>> Start Raw records
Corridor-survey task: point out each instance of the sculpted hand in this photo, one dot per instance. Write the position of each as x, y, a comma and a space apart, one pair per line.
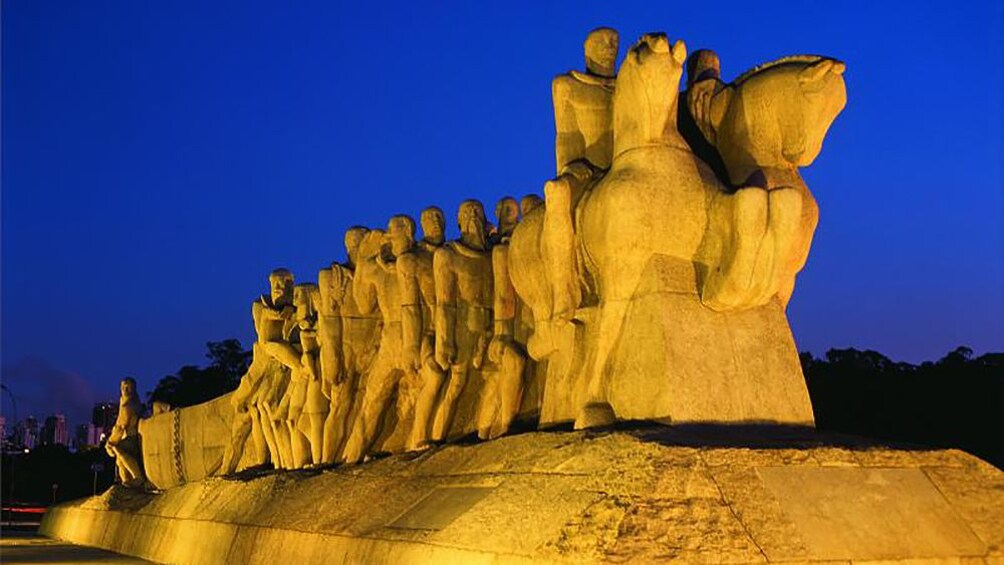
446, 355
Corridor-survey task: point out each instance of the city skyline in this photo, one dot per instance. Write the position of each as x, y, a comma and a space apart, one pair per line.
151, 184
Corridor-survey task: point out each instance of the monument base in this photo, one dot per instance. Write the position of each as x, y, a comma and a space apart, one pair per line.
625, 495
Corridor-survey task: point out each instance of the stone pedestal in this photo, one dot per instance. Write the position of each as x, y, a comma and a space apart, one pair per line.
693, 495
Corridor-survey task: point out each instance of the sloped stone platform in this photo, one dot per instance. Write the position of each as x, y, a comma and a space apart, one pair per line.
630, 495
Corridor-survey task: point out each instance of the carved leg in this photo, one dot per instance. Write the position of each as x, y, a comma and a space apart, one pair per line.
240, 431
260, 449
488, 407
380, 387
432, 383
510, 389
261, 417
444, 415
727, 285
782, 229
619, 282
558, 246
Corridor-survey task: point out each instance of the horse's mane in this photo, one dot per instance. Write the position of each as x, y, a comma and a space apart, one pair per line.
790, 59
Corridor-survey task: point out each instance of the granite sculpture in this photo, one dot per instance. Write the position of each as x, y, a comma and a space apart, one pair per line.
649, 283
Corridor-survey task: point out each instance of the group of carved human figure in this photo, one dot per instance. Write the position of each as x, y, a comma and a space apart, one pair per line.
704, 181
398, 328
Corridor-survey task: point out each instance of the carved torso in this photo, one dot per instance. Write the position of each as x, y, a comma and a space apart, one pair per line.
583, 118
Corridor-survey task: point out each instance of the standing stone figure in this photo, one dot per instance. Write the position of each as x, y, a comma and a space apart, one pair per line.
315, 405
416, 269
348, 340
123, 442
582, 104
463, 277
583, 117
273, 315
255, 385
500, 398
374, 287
>> End Raw records
>> Start Raw records
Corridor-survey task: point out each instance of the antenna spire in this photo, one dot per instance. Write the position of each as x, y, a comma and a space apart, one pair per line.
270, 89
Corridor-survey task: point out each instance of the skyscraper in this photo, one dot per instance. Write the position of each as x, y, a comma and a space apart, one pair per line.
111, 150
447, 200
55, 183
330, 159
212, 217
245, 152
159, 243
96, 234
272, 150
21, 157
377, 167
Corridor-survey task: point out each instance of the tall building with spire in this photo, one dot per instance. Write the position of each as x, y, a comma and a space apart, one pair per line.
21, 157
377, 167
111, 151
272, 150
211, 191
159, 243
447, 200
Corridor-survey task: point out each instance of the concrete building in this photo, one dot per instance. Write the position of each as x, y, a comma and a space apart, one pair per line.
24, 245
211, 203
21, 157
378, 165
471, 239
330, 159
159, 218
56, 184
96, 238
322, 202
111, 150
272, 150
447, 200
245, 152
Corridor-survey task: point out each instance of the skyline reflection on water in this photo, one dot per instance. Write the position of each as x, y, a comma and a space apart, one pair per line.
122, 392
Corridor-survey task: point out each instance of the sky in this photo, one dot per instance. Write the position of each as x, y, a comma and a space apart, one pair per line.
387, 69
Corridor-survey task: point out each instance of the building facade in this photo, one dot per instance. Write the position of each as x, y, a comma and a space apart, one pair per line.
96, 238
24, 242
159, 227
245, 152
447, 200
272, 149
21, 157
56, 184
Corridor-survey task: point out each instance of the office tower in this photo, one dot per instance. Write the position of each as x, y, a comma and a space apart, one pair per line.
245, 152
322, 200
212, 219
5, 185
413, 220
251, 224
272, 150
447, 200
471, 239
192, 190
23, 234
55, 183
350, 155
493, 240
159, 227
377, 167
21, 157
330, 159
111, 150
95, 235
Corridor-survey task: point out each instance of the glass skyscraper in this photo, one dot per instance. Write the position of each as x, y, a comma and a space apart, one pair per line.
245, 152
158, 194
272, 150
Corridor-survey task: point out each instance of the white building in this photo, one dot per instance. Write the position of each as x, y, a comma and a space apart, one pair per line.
>> End Raw records
>> Start Raw records
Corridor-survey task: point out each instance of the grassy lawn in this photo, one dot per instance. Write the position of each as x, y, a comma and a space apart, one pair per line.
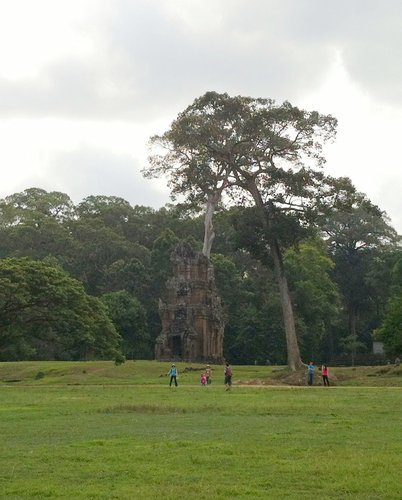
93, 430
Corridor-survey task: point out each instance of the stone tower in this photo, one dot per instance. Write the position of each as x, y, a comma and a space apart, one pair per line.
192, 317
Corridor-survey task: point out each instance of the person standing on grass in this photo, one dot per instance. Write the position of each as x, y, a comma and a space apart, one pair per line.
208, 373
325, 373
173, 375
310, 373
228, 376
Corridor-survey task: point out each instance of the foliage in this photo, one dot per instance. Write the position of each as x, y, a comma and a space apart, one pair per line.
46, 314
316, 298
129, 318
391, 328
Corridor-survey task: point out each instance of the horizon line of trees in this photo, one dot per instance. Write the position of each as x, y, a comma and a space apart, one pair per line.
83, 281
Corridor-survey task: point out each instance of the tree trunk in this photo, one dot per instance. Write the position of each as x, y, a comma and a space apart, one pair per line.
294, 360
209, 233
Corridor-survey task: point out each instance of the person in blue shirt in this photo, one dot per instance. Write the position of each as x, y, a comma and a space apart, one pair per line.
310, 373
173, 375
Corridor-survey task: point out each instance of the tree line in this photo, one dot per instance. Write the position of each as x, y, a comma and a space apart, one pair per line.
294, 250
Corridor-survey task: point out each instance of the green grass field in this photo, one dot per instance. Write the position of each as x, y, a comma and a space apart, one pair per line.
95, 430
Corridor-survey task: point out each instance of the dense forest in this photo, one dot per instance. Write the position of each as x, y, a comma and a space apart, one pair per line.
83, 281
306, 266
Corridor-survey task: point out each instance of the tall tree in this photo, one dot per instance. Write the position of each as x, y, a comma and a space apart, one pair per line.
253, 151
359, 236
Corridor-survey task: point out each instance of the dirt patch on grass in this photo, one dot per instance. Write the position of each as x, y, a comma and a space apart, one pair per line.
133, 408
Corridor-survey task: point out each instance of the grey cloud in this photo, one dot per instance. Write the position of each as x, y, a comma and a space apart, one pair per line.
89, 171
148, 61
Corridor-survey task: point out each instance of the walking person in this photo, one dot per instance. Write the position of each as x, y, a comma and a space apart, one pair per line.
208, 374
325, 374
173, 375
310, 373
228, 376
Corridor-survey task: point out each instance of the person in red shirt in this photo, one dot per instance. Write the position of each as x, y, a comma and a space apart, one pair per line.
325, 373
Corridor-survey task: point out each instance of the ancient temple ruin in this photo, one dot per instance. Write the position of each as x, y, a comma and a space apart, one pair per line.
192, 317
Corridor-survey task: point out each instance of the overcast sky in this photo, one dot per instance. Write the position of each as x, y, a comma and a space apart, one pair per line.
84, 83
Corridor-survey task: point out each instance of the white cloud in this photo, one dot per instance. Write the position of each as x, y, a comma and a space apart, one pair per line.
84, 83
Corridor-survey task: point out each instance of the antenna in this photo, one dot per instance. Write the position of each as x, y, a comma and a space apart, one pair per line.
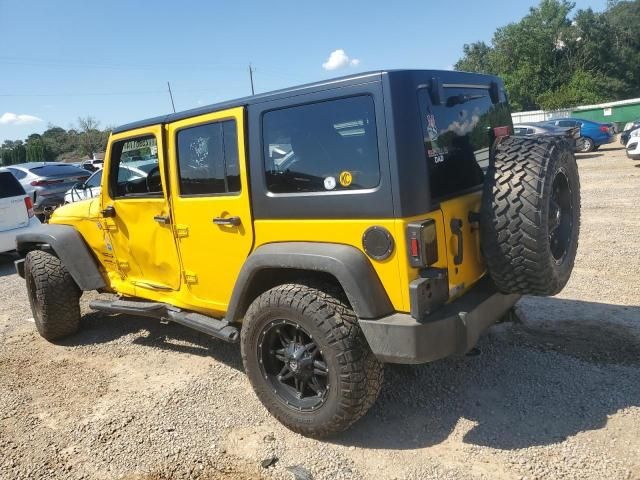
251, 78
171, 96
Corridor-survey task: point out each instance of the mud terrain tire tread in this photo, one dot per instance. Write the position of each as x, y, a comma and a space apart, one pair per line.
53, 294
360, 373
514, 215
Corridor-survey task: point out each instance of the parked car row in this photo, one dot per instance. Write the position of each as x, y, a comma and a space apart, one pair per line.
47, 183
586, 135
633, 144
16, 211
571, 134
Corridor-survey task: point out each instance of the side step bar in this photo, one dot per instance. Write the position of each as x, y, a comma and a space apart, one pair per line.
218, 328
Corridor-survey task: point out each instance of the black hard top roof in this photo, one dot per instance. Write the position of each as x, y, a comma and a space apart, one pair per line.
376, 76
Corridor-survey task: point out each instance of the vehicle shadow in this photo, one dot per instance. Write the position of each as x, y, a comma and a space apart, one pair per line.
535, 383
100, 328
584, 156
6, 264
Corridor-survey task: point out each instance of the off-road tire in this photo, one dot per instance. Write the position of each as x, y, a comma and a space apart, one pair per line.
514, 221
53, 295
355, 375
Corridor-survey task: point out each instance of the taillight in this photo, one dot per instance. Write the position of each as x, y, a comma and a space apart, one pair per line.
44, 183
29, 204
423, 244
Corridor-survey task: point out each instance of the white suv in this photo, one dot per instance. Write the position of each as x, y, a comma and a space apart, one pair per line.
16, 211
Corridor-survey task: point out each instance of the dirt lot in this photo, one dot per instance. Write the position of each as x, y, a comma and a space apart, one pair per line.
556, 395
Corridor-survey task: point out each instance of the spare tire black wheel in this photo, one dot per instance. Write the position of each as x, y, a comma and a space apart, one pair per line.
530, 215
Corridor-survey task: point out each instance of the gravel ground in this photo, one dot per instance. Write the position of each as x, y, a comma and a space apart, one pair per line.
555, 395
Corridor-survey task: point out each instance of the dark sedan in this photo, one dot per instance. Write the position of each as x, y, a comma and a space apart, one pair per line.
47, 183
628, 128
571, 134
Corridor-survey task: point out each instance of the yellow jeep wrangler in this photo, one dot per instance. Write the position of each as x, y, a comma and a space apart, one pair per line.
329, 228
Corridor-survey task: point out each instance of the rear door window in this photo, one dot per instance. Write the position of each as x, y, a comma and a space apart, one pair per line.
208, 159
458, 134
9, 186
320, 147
>> End Raw records
-- Stated exercise --
State how many lines of the records contain the string "wheel", where case counts. Give only the number.

-- Full response --
1